→ CONSIGNE A
D'après le texte sur l'écologie, dans quelle ville et à quelles dates le synode a-t-il adopté ces thèses ?
→ CONSIGNE B
Dans le texte sur l'écologie, recopiez le passage qui va de « Dans le NT, le » jusqu'à « ou du silence2. » inclus.
→ CONSIGNE C
Pour chacune des affirmations suivantes, dites si elle est conforme au texte sur l'écologie en répondant par oui ou non, puis citez les mots du texte qui le montrent. (i) La nature et la création sont une seule et même chose. (ii) La création est présentée comme un don. (iii) L'être humain est le maître de la terre.

→ TEXTE FOURNI
======

Synode régional Sud-Ouest

Thèses Ecologie : quelle(s) conversion(s) ?

29 novembre 2019

Adoptées par le synode régional de l'Eglise protestante unie en Sud-Ouest, les 22, 23, 24 novembre 2019 à Toulouse. Les douze thèses qui vont être transmises au conseil national.

Thèse 1. Ouverture.

En matière d’écologie, nous sommes convaincus que l’analyse du lien entre les sociétés humaines et leur environnement implique une réflexion critique sur les modèles économiques qui sont les nôtres et sur nos propres responsabilités sociales et politiques.

Le dérèglement climatique, l’effondrement du vivant, les pollutions multiples, sont désormais perceptibles à nos sens et la crise écologique se couple avec une crise sanitaire sans précédent1.

Dans le NT, le mot grec crisis désigne l’action de juger. Juger ce n’est pas que condamner c’est aussi rétablir des équilibres, remédier à des situations chaotiques. Nous croyons que notre temps est celui de la décision, pas celui de l’inaction ou du silence2.

 

Thèse 2. Distinguer Nature et Création.

Il apparaît essentiel de savoir distinguer pour notre débat « nature » et « création ». Dans les premiers chapitres du livre de la Genèse, que presque toutes les églises ont convoqué pour nourrir leur réflexion, la création traduit un agir et un dire de Dieu qui dépasse les déterminismes naturels. Confesser un Dieu créateur, c’est croire en un Dieu qui ordonne, sépare, fixe des limites pour faire advenir la vie et la maintenir.

La nature définie comme le monde physique, comme l’ensemble des choses et des êtres, n’est pas la création. La nature, reflet de la gloire de Dieu, nous invite à la contemplation et à la louange, cependant la nature est aussi porteuse d’expériences « chaotiques ». C’est pourquoi, nous rejetons tout discours qui sacralise la nature.

Reconnaître dans la nature la création de Dieu est un défi pour la foi.

Thèse 3. La création est un don.

Fruit de la volonté, de l’action, de la parole de Dieu, la création est un don.

Affirmer cela c’est reconnaître que la création dit avant toute chose une réciprocité.

Par son désir de relation avec l’humanité, Dieu veut nous associer à son œuvre créatrice dans un constant appel à la rédemption et à la conversion.

Faire vivre le lien avec le Créateur, c’est honorer la pluralité du vivant.

 

Thèse 4. La responsabilité centrale de l’être humain.

Nous assumons l’anthropocentrisme biblique qui donne à l’être humain une place singulière au sein du monde créé.

L’être humain, du point de vue biblique, a une responsabilité centrale.

Sa vocation est de servir la terre, la cultiver, la défricher, la préserver, certainement pas l’exploiter dans le sens d’un accaparement. Il n’en est ni le possesseur, ni le maître. « Tout est à toi, Maître, ami de la vie » Sg 11, 26.

 

Thèse 5. La liberté de l’être humain.

======

→ DONNÉES
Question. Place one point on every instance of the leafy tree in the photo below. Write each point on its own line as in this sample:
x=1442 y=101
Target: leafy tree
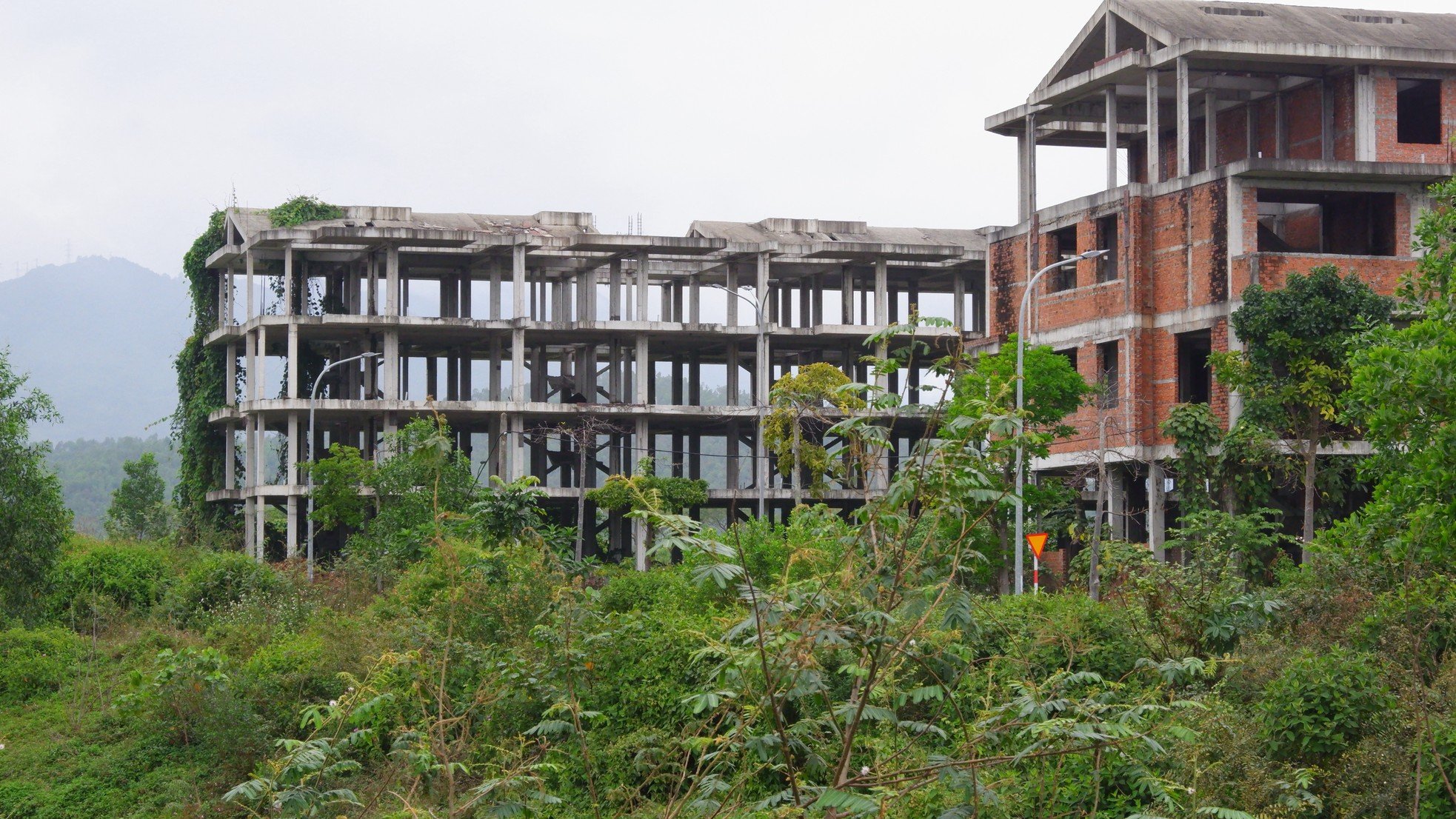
x=982 y=413
x=797 y=421
x=34 y=520
x=1295 y=368
x=423 y=491
x=337 y=488
x=1241 y=466
x=1404 y=398
x=138 y=508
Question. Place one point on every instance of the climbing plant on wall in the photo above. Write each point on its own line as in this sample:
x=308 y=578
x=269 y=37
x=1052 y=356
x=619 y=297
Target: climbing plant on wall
x=201 y=371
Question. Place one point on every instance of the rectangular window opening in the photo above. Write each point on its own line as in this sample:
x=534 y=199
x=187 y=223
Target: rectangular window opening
x=1107 y=241
x=1063 y=246
x=1320 y=221
x=1418 y=113
x=1109 y=374
x=1195 y=375
x=1232 y=12
x=1070 y=354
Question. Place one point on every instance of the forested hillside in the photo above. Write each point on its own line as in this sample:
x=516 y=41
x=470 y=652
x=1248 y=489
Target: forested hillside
x=458 y=661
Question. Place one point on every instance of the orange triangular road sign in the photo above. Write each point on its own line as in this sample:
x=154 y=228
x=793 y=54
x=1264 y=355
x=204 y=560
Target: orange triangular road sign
x=1037 y=541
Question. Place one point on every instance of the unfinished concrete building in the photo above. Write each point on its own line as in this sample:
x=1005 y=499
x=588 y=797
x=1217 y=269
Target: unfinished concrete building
x=524 y=330
x=1258 y=140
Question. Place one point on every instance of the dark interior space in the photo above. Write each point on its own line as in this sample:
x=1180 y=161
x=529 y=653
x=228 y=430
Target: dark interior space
x=1418 y=113
x=1195 y=375
x=1327 y=221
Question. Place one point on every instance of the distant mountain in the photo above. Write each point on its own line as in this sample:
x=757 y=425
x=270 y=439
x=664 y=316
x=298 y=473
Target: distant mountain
x=92 y=470
x=98 y=335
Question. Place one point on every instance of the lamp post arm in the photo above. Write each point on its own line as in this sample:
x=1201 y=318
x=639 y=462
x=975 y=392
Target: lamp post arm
x=1021 y=427
x=313 y=396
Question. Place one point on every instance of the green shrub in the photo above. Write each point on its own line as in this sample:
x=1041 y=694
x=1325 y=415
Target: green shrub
x=36 y=661
x=216 y=581
x=1040 y=635
x=128 y=575
x=1323 y=703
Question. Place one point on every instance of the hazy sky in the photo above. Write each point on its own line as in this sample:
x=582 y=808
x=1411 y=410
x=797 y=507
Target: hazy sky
x=124 y=124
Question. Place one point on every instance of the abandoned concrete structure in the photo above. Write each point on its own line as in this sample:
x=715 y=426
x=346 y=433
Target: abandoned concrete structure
x=1242 y=141
x=1260 y=140
x=510 y=325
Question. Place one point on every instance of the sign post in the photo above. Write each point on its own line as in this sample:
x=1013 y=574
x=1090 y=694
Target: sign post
x=1037 y=541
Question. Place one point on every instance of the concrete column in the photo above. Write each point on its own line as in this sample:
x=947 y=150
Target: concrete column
x=518 y=366
x=644 y=262
x=615 y=291
x=1117 y=504
x=1184 y=121
x=287 y=281
x=1110 y=125
x=293 y=360
x=518 y=286
x=229 y=457
x=1210 y=130
x=1154 y=137
x=1156 y=509
x=1027 y=170
x=495 y=290
x=1365 y=114
x=230 y=375
x=881 y=312
x=640 y=544
x=731 y=301
x=390 y=366
x=392 y=294
x=958 y=297
x=731 y=374
x=292 y=546
x=644 y=371
x=1282 y=125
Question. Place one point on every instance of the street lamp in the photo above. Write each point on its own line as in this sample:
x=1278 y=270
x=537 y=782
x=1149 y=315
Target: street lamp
x=762 y=398
x=313 y=398
x=1021 y=454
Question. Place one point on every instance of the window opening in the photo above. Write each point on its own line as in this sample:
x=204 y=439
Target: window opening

======

→ RÉPONSE RÉDIGÉE A
À Toulouse, les 22, 23 et 24 novembre 2019.

→ RÉPONSE RÉDIGÉE B
Dans le NT, le mot grec crisis désigne l’action de juger. Juger ce n’est pas que condamner c’est aussi rétablir des équilibres, remédier à des situations chaotiques. Nous croyons que notre temps est celui de la décision, pas celui de l’inaction ou du silence2.

→ RÉPONSE RÉDIGÉE C
(i) Non : « La nature définie comme le monde physique, comme l’ensemble des choses et des êtres, n’est pas la création. »
(ii) Oui : « Fruit de la volonté, de l’action, de la parole de Dieu, la création est un don. »
(iii) Non : « Il n’en est ni le possesseur, ni le maître. »